• [Written request A] In the passage on the artillery and gas troops, what name was given to the battery of 105s put in operation on the heights south of Mont-devant-Sassey?

• [Quoted passage]
+--

The 2d Battalion, 314th Field Artillery, was designated to fire on targets of opportunity and
surprise. It was pulled by drag-ropes into the northern edge of the Bois des Rappes, and there awaited
its chances. But the fog and smoke so completely obscured all observation that the battalion could
render but little service.
Colonel William Tidball, who succeeded Colonel Welsh in command of the brigade,
commanded the heavy regiment, the 315th Field Artillery. In addition to the organic units of the 155th
Field Artillery Brigade, the 16th Field Artillery and the 250th R. A. C. P. (French) were under the
divisional artillery commander.
Before the action Captain Francis Tweddell of the 305th Ammunition Train organized a detail of
twenty-four men to handle captured guns. Of the thirty-two guns captured, four 77s were used against
the enemy, firing a total of 226 rounds, and two 105-mm. guns, firing a total of 275 rounds. A battery of
105s put in operation on the heights south of Mont-devant-Sassey was given the name of
Hindenburg. The principal difficulty found by Captain Tweddell was that the guns had been stripped
of their sights or disabled by the retiring enemy, or that there was no transport available to haul them
into range.
As in the St. Mihiel operation, the gas troops were unable to be of great service. Company F, 1st
Gas Regiment, attached to the 90th Division, installed four 4-inch Stokes mortars in the northern edge of
Bois de Bantheville and twenty gas projectors in the Ravin-dit-Fosse-de-Balandre, between the wood
and the town of Bantheville, and planned to assist the infantry with smoke screens and lethal gas. But
owing to adverse wind conditions no gas was fired. However, the mortars were able to fire thermite on
enemy targets in the woods south of the Bois dAndevanne and Grand Carré Farm before H hour, and at
H hour to create a white phosphorus smoke screen. But about twenty minutes after the advance started,
the Stokes mortar section was caught by enemy shell-fire and broken up, five men being killed and
thirteen wounded.

+--

[Excerpts of bounding box data]

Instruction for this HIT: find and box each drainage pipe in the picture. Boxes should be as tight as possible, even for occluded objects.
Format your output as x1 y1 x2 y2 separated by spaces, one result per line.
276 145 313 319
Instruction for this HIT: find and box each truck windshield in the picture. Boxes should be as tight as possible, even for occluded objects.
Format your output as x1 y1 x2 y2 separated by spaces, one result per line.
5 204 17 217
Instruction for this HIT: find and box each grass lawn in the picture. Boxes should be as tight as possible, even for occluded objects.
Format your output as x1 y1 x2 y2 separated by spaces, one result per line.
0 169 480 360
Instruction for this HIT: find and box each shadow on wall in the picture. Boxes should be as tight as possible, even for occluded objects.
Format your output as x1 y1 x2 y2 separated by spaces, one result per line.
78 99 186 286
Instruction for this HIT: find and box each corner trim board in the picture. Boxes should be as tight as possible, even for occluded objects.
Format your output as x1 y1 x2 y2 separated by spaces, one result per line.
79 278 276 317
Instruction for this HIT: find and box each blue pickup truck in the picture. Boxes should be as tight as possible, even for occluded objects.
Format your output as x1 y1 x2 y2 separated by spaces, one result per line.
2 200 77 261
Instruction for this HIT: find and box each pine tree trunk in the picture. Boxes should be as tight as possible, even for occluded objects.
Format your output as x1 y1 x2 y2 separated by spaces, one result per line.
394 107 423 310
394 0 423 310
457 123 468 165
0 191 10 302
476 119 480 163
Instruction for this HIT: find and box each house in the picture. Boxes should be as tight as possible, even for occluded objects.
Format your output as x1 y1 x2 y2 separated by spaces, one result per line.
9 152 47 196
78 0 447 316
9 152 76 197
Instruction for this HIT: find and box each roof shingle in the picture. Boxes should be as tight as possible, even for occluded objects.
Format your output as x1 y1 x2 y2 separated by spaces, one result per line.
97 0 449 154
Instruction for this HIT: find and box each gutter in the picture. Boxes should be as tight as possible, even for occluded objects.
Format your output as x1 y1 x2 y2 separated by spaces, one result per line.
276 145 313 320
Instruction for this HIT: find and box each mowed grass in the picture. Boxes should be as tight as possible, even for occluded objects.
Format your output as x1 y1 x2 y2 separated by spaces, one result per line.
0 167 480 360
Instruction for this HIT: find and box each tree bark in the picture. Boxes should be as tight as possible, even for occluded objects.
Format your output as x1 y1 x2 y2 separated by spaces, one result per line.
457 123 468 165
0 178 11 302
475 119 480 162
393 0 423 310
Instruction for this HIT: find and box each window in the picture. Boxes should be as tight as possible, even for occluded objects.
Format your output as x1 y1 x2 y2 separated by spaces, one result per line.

+--

• [Written request B] In the bounding box rows, turn the stretch from the line containing "Instruction for this HIT: find and box each pine" through the line containing "394 0 423 310" into a Markdown table with the columns No. and Line, numbering each line and omitting blank lines.

• [Output A] Hindenburg.

• [Output B]
| No. | Line |
|---|---|
| 1 | Instruction for this HIT: find and box each pine tree trunk in the picture. Boxes should be as tight as possible, even for occluded objects. |
| 2 | Format your output as x1 y1 x2 y2 separated by spaces, one result per line. |
| 3 | 394 107 423 310 |
| 4 | 394 0 423 310 |